### Set exercise
Convert the whole listing into a two-column CSV with the headers label_text and points. Give each labeling text and its answer one row, with each value in a single quoted field and any line breaks replaced by spaces.

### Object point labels

--*--

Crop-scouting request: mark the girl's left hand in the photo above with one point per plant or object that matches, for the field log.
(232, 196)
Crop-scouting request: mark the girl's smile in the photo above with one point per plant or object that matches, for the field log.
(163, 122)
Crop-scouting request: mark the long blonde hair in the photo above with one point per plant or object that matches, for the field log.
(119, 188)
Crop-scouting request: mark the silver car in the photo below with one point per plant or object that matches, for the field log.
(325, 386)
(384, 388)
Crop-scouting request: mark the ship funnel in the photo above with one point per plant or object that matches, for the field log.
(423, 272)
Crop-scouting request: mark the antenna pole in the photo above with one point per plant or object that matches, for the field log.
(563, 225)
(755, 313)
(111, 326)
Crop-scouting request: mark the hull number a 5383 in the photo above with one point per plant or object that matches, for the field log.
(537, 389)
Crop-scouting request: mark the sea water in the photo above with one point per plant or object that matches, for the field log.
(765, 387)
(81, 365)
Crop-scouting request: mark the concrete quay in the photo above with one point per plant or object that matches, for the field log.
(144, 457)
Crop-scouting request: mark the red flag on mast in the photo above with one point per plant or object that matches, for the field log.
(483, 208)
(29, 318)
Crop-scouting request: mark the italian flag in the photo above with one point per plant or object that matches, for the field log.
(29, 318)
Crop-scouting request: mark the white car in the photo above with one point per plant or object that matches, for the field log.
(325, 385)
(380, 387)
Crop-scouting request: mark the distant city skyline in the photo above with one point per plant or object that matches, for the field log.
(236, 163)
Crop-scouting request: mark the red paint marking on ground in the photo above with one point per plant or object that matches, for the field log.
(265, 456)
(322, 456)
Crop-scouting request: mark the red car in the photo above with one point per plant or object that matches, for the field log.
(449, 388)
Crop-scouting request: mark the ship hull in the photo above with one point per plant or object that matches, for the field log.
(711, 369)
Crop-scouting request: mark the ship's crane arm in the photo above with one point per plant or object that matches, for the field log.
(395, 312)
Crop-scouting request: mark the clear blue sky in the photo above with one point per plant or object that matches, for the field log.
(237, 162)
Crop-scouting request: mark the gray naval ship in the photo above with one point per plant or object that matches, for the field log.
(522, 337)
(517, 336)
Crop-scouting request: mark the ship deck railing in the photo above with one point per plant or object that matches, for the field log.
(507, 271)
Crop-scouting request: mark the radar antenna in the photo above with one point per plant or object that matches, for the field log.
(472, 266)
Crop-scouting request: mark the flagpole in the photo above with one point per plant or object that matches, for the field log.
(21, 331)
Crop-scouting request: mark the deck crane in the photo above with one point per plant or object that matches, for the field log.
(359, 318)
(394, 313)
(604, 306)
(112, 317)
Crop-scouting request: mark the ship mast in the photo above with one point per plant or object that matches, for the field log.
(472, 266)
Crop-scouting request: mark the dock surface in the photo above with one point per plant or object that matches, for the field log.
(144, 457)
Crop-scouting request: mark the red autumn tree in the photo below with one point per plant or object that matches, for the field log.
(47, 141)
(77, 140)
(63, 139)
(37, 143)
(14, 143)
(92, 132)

--*--

### Task answer
label_text,points
"Crop-scouting request: mark the girl's left hand in the photo above with one point per plant or object that matches, for the field log.","(232, 196)"
"Crop-scouting request: mark the girl's smile in the photo above with one point per plant or object that matches, for the field log.","(163, 122)"
"Crop-scouting request: mark the long blonde hair in the photo above with one point per plant or object that matches, for the field log.","(119, 188)"
"Crop-scouting request: mark the silver car in the photo below with one point per plant or object that matches, for the field log.","(325, 386) (384, 388)"
"Crop-scouting request: mark the ship funnel in the photo above with one point per plant or object that matches, for the field log.","(423, 272)"
"Crop-scouting request: mark the antenna pole in the photo above with one point per plant or object that matches, for the field log.","(563, 225) (755, 313) (111, 326)"
"Crop-scouting request: mark the hull number a 5383 in the photo above with one point per plant or object that matches, for the field log.","(537, 389)"
"Crop-scouting request: mark the sea water in the photo above with one point per plant or object that matches, for the field log.","(765, 387) (81, 365)"
"Crop-scouting request: mark the concrete quay in the photo above with one point per plant or object that matches, for the field log.","(144, 457)"
"Crop-scouting request: mark the red flag on mast in the photo above with one point per plant or object that matches, for the field log.","(483, 208) (29, 318)"
"Crop-scouting request: mark the italian flag in the photo above with one point per plant or object that matches, for the field log.","(29, 318)"
"Crop-scouting request: mark the white car in the photo above with one point per plant or object that matches, for the field log.","(325, 385) (380, 387)"
"Crop-scouting request: mark the distant city skyline in the photo above with one point per plant or object that matches, for the field log.","(236, 163)"
"Crop-scouting request: mark the red paint marking on ground in the photo above with one point per plant or object that matches, for the field log.","(265, 456) (322, 456)"
"Crop-scouting request: mark the red car in the photo above with one point per plant or object that matches, for the field log.","(449, 388)"
"Crop-scouting request: mark the ship hull in the photo above with one point per plant or object that matches, for the field log.","(711, 369)"
"Crop-scouting request: mark the ship's crane arm in the photo above with one point per plant or object that matches, for the field log.","(395, 312)"
"Crop-scouting request: mark the clear blue sky in the photo above with one point per plant or object that matches, for the field log.","(237, 162)"
"Crop-scouting request: mark the gray naval ship in the photo above with one point per plant or object that matches, for the field log.","(522, 337) (517, 336)"
"Crop-scouting request: mark the ship deck railing in the photo above with one point per plant or object that matches, for the field log.","(507, 271)"
"Crop-scouting request: mark the radar antenna in the photo above with one point per plant or object that matches, for the field log.","(472, 266)"
"Crop-scouting request: mark the flagpole in the photo above with one point per plant or object that matches, for the field log.","(21, 331)"
"Crop-scouting request: mark the deck crane in the photo above with one point per plant or object that matches, for the field log.","(359, 318) (394, 313) (604, 306) (112, 317)"
"Crop-scouting request: mark the ship mast in the photo above with one point per plant or object that matches, for the field log.","(472, 266)"
"Crop-scouting request: mark the dock surface in the photo above with one point per plant or object that matches, for the field log.","(144, 457)"
"Crop-scouting request: mark the red autumn tree in the photo below with one point per plant or object that matches, for the field log.","(47, 141) (77, 140) (63, 139) (37, 143) (14, 143) (92, 132)"